Document text
-*-*-
Updated: Had to fix a problem with my table. The percentage of cost burdened households was way too low because I had an oops in my formula. Also my totals for Monroe County were off. All fixed now. My point still stands – affordable housing is an issue throughout the Keys. It might be somewhat more of an issue in some areas, but there’s no justifying a massive tax spill in the Lower Keys – as happened with wastewater funding.
Nice editorial on KeysNews.com: Where do we go from here on housing issue?
They wrote a previous editorial that was a bit of mess. This one’s much better – much more coherent. It also offers ideas far more sensible than, “panic buy any apartment building that goes up for sale whether it makes any business sense or not just for the sake of doing something, anything“.
Some nuggets of wisdom from the new editorial:
Although there are many who believe that the private sector will eventually address the housing need and government shouldn’t get involved, that approach might be realistic in a different place, but it can’t work in the Keys. There are no nearby suburbs from which workers can commute. There aren’t large tracts of undeveloped land. The state limits on ROGOs, the limits on building heights, FEMA regulations for flooding and many other factors all create a situation unlike anywhere else in the continental U.S.
Therefore, normal market forces that typically allow housing supply to meet demand simply do not apply in the Keys. The reality is landlords cannot be forced to price rents at below-market rates nor are employers able to pay workers ever-increasing wages.
I must reluctantly admit this is true. The market favors high dollar properties right now – transient rentals, luxury homes, etc. Affordable housing doesn’t enter into the free-market equation at the moment.
Our governmental entities should actively create an environment that encourages private development of lower-cost housing, including zoning, building code amendments supporting construction of small, single units requiring one-quarter ROGO allocations, and loosening building height restrictions in certain areas must be considered. And crackdowns on illegal vacation rentals — even changing the rules governing short-term rentals — would go a long way toward freeing up available rental units for residents.
Yes, buying enormously expensive apartment buildings is not the only option. Local governments have other tools at their disposal, and they need to use them.
Any discussion about addressing the housing shortage must also include the federal government and the military. By encouraging those stationed here to live in off-base housing, the Navy and Coast Guard are contributing to the lack of housing for the civilian workforce, including their own. Only the military has the available land and the resources of the federal government to help alleviate the crisis by building significantly more on-base housing.
Monroe County has a federal lobbying team. Why not use that team to help, rather than hurt the taxpayers for a change? Perhaps the Navy and the Coast Guard can be persuaded to do their part.
Considering that the military and Congress got us in the current situation with Peary Court by gifting the land along with the buildings to Balfour Beatty, and then allowing Balfour Beatty to keep the entire $35 million from the sale of the property and not holding them to promises of reinvesting that money in other local housing, the military cannot divorce themselves from its culpability in the local housing shortage.
Huh? Is it true that Peary Court was gifted to Balfour Beatty? How? Why? Need more info. (A helpful reader steered me to this news story.)
-*-*-
Information supplied
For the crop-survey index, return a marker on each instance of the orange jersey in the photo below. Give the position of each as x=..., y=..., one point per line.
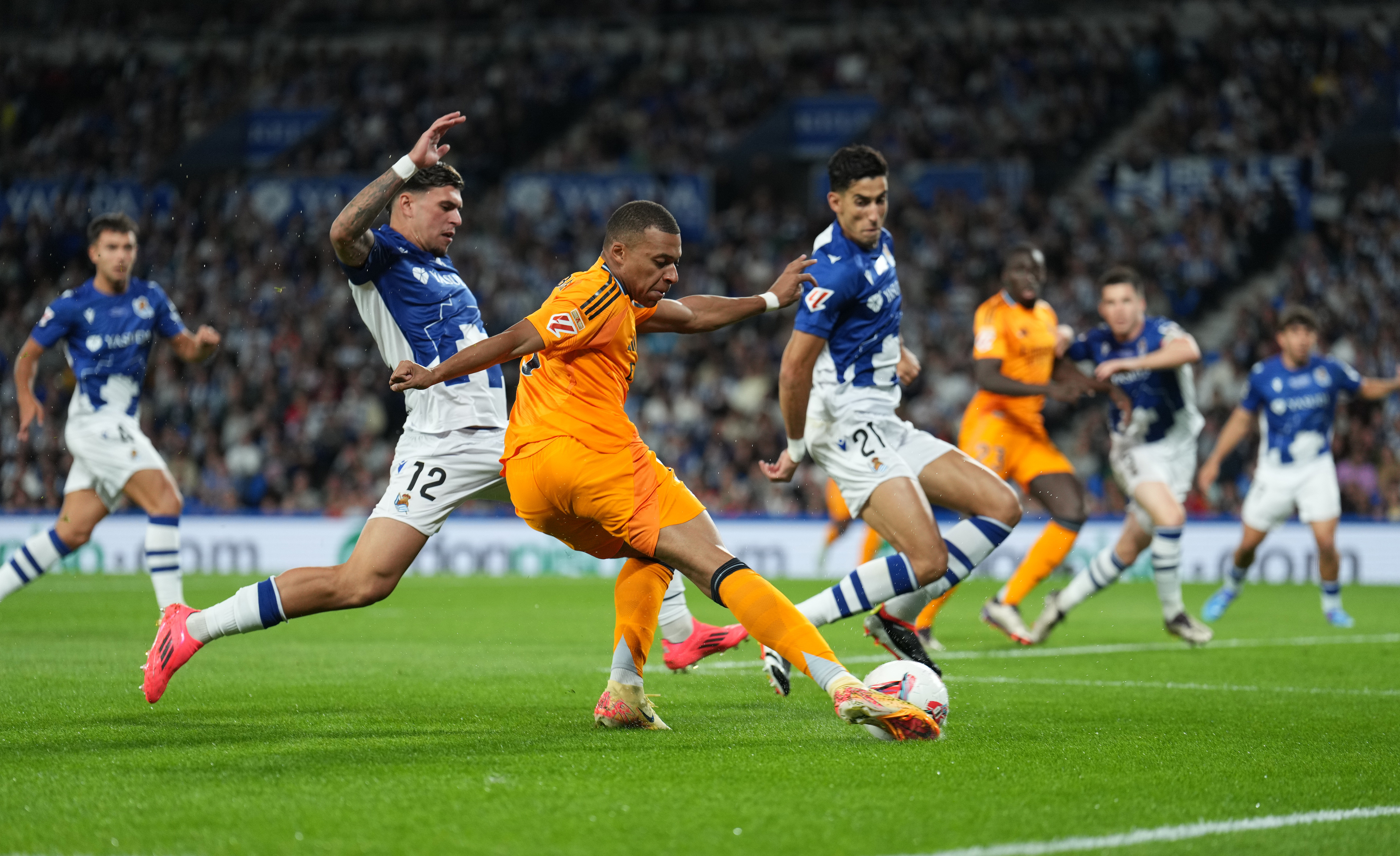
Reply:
x=577, y=384
x=1024, y=342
-*-*-
List of tasks
#1 Do these statements agree with the Keys housing post? Answer yes or no for each, quoting the deciding words. (a) The Monroe County totals in the table were wrong before the update. (b) The editorial says the Keys have large tracts of undeveloped land. (c) The sale of the property brought in $35 million.
#2 Reproduce the passage of the Keys housing post starting with "Therefore, normal market" and going on through "at the moment.".
#3 Which two military services does the Keys housing post say are encouraging those stationed there to live in off-base housing?
The listing is separate material from the Keys housing post.

Replies
#1
(a) Yes: "Also my totals for Monroe County were off."
(b) No: "There aren’t large tracts of undeveloped land."
(c) Yes: "keep the entire $35 million from the sale of the property"

#2
Therefore, normal market forces that typically allow housing supply to meet demand simply do not apply in the Keys. The reality is landlords cannot be forced to price rents at below-market rates nor are employers able to pay workers ever-increasing wages.
I must reluctantly admit this is true. The market favors high dollar properties right now – transient rentals, luxury homes, etc. Affordable housing doesn’t enter into the free-market equation at the moment.

#3 The Navy and the Coast Guard.